**EXERCISE:** Copy the data below line for line without changing anything, and leave the pictures out.

**PROVIDED DATA:**
--- start ---
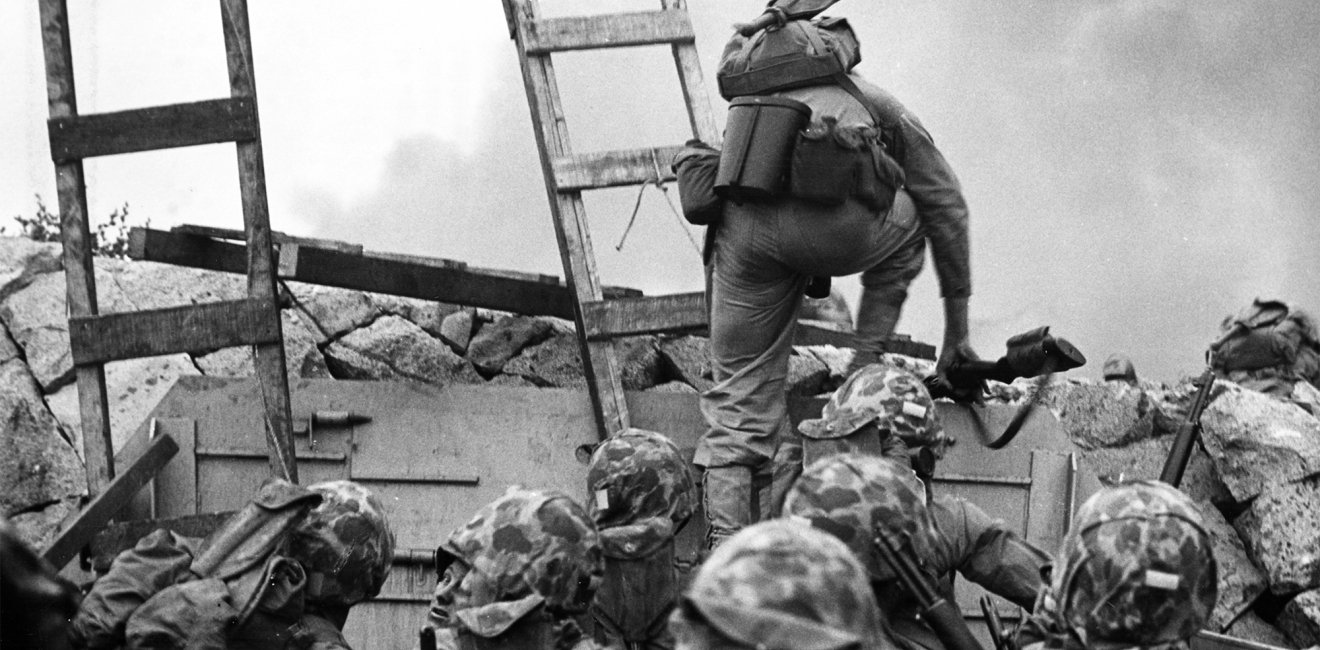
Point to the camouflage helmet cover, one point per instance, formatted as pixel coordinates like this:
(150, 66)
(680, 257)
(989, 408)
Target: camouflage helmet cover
--- end ---
**WRITTEN ANSWER:**
Point to the camouflage helmet cover, one point per instance, formatted as pixel coordinates like this:
(150, 66)
(680, 257)
(989, 408)
Target: camouflage helmet cover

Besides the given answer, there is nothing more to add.